PASSAGE TO READ ▸

# .IBPSA.Media.Air

## Information

This medium package models moist air using a gas law in which pressure and temperature are independent, which often leads to significantly faster and more robust computations. The specific heat capacities at constant pressure and at constant volume are constant. The air is assumed to be not saturated.

This medium uses the gas law

ρ/ρstp = p/pstp,

where pstd and ρstp are constant reference temperature and density, rathern than the ideal gas law

ρ = p ⁄(R T),

where R is the gas constant and T is the temperature.

This formulation often leads to smaller systems of nonlinear equations because equations for pressure and temperature are decoupled. Therefore, if air inside a control volume such as room air is heated, it does not increase its specific volume. Consequently, merely heating or cooling a control volume does not affect the air flow calculations in a duct network that may be connected to that volume. Note that multizone air exchange simulation in which buoyancy drives the air flow is still possible as the models in IBPSA.Airflow.Multizone compute the mass density using the function IBPSA.Utilities.Psychrometrics.Functions.density_pTX in which density is a function of temperature.

Note that models in this package implement the equation for the internal energy as

u = h - pstp ⁄ ρstp,

where u is the internal energy per unit mass, h is the enthalpy per unit mass, pstp is the static pressure and ρstp is the mass density at standard pressure and temperature. The reason for this implementation is that in general,

h = u + p v,

from which follows that

u = h - p v = h - p ⁄ ρ = h - pstp ⁄ ρstd,

because p ⁄ ρ = pstp ⁄ ρstp in this medium model.

The enthalpy is computed using the convention that h=0 if T=0 °C and no water vapor is present.

## Contents

NameDescription
ThermodynamicStateThermodynamicState record for moist air
BasePropertiesBase properties
densityGas density
dynamicViscosityReturn the dynamic viscosity of dry air
enthalpyOfCondensingGasEnthalpy of steam per unit mass of steam
enthalpyOfGasEnthalpy of gas mixture per unit mass of gas mixture
enthalpyOfLiquidEnthalpy of liquid (per unit mass of liquid) which is linear in the temperature
enthalpyOfNonCondensingGasEnthalpy of non-condensing gas per unit mass of steam
enthalpyOfVaporizationEnthalpy of vaporization of water
gasConstantReturn ideal gas constant as a function from thermodynamic state, only valid for phi<1
pressureReturns pressure of ideal gas as a function of the thermodynamic state record
isobaricExpansionCoefficientIsobaric expansion coefficient beta
isothermalCompressibilityIsothermal compressibility factor
saturationPressureSaturation curve valid for 223.16 <= T <= 373.16 (and slightly outside with less accuracy)

WRITTEN PROBLEM 1 ▸ Copy word for word the part of the moist air page from "where u is the" to "vapor is present.".
WRITTEN PROBLEM 2 ▸ In the Contents list of the moist air page, which entries have names that begin with "enthalpy"?
WRITTEN PROBLEM 3 ▸
Answer these questions from the moist air page:
(a) What is assumed about whether the air is saturated?
(b) Which function do the models in IBPSA.Airflow.Multizone use to compute mass density?
(c) For what temperature range is saturationPressure listed as valid?
The records after this point come from a separate source.

PROVIDED DATA ▸
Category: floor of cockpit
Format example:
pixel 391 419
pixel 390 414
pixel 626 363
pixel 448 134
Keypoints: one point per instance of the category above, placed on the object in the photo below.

* * *

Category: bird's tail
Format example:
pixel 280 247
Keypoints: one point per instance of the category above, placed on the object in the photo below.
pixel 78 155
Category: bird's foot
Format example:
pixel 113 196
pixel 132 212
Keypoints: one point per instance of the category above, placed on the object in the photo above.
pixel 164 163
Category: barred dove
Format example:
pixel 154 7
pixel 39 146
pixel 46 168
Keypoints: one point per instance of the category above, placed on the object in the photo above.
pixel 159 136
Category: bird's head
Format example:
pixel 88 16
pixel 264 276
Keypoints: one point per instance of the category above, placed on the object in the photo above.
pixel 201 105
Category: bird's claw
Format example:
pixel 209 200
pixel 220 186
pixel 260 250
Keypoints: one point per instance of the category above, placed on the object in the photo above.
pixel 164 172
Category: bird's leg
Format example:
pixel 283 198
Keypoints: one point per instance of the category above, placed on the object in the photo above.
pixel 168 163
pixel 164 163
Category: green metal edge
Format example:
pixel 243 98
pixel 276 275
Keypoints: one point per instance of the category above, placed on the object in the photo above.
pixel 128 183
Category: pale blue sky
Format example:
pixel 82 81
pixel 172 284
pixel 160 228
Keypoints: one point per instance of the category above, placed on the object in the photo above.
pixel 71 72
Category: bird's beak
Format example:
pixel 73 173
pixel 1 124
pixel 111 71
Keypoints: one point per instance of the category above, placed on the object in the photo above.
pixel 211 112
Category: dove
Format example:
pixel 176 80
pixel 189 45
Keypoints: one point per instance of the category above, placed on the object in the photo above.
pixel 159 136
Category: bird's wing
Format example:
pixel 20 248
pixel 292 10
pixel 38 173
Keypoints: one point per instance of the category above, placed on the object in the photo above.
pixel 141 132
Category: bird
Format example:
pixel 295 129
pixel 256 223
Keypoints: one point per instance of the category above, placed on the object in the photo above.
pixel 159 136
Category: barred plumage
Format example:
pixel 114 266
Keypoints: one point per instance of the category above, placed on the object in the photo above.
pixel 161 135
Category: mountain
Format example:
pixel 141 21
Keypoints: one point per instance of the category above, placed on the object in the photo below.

CORRECT OUTPUT 1 ▸
where u is the internal energy per unit mass, h is the enthalpy per unit mass, pstp is the static pressure and ρstp is the mass density at standard pressure and temperature. The reason for this implementation is that in general,

h = u + p v,

from which follows that

u = h - p v = h - p ⁄ ρ = h - pstp ⁄ ρstd,

because p ⁄ ρ = pstp ⁄ ρstp in this medium model.

The enthalpy is computed using the convention that h=0 if T=0 °C and no water vapor is present.

CORRECT OUTPUT 2 ▸
enthalpyOfCondensingGas
enthalpyOfGas
enthalpyOfLiquid
enthalpyOfNonCondensingGas
enthalpyOfVaporization

CORRECT OUTPUT 3 ▸
(a) The air is assumed to be not saturated.
(b) IBPSA.Utilities.Psychrometrics.Functions.density_pTX
(c) 223.16 <= T <= 373.16, and slightly outside that range with less accuracy.